» **Check your understanding**:
1) Read the passage about Colorado's Civil War regiments and say whether each statement agrees with it. Answer yes or no for each, and quote the exact words from the passage that settle it.
(a) The 1st Colorado Infantry was organized in August 1861.
(b) John P. Slough stayed in command of the 1st Colorado until the end of 1862.
(c) The 2nd Colorado met Price for the last time near Fayetteville, Arkansas.
2) Write a continuation of the passage about Colorado's Civil War regiments, starting right after its last sentence.

» **Text for analysis**:
· · · · · · ·
The territory's first governor, William Gilpin, organized the 1st Colorado Infantry in August 1861. The soldiers were paid $15 per month ($ inflation adjusted) and mostly consisted of former prospectors. Nicknamed "Gilpin's Pet Lambs" because of the governor's involvement in their organization, the regiment and its first commander, John P. Slough, marched to northern New Mexico Territory in February–March 1862. There they fought in the battles of Apache Canyon, Glorieta Pass and Peralta. Slough resigned in April 1862 and was replaced by Major John M. Chivington.

A second regiment, the 2nd Colorado Infantry, was organized in February 1862, with four existing companies of independent militia joining the volunteer service and forming the nucleus of the new regiment, which primarily fought Indians during its existence, although battalions from the regiment fought at the Battle of Honey Springs in present-day Oklahoma. Much of the regiment was later consolidated with the 3rd Colorado Infantry Regiment and reformed into the 2nd Colorado Cavalry. (The 1st Colorado Cavalry had been organized in November 1862.) In January 1864, the 2nd Colorado Cavalry was ordered to the Missouri border counties to relieve Kansas troops defending against Confederate Partisan Units. Beginning in late April 1864, the regiment fought several skirmishes with Confederate Partisans throughout the summer months, as well as a raid on regular Confederate cavalry at the Battle of Camden Point, while John Evans, the new governor of Colorado Territory, pleaded for their return to Colorado. Just as the 2nd Colorado prepared to return for Indian-fighting duty in Colorado, Confederate General Sterling Price began his campaign to secure Missouri for the Confederacy. The 2nd Colorado was attached to the Union force raised to repel General Price's Missouri State Guards, and took part in the battles of the Little Blue River, Westport, Marais des Cygnes, and Mine Creek in October 1864. When Price withdrew, the 2nd Colorado was part of the pursuit, meeting him for the last time near Fayetteville, Arkansas, in November 1864.
· · · · · · ·
» **Given information**:
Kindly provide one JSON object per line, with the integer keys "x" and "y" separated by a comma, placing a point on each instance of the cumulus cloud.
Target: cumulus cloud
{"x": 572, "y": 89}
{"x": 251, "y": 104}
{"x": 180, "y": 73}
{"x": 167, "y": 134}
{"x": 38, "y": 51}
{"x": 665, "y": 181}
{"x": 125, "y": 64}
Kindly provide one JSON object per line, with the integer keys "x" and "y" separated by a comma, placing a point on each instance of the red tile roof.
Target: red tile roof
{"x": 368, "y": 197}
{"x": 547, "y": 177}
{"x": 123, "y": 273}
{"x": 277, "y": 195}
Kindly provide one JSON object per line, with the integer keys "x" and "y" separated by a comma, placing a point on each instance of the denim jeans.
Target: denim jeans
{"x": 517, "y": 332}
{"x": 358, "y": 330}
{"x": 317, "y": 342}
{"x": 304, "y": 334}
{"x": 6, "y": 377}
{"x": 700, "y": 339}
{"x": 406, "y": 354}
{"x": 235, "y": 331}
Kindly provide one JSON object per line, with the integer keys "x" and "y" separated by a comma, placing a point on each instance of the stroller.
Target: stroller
· · · · · · ·
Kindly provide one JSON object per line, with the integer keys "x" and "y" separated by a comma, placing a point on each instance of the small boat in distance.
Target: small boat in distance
· · · · · · ·
» **Task answers**:
1)
(a) Yes: "organized the 1st Colorado Infantry in August 1861"
(b) No: "Slough resigned in April 1862 and was replaced by Major John M. Chivington"
(c) Yes: "meeting him for the last time near Fayetteville, Arkansas, in November 1864"

2)
The 3rd Colorado Cavalry Regiment, a hundred days regiment raised in August 1864, was involved in a series of bloody attacks on local Indians, including the notorious Sand Creek Massacre against a village of peaceful Cheyennes. The commander of the regiment, Colonel John Chivington, was accused of perpetrating a massacre but many in the territory, including the territorial legislature, came to his defense and consequently Chivington was never court–martialed.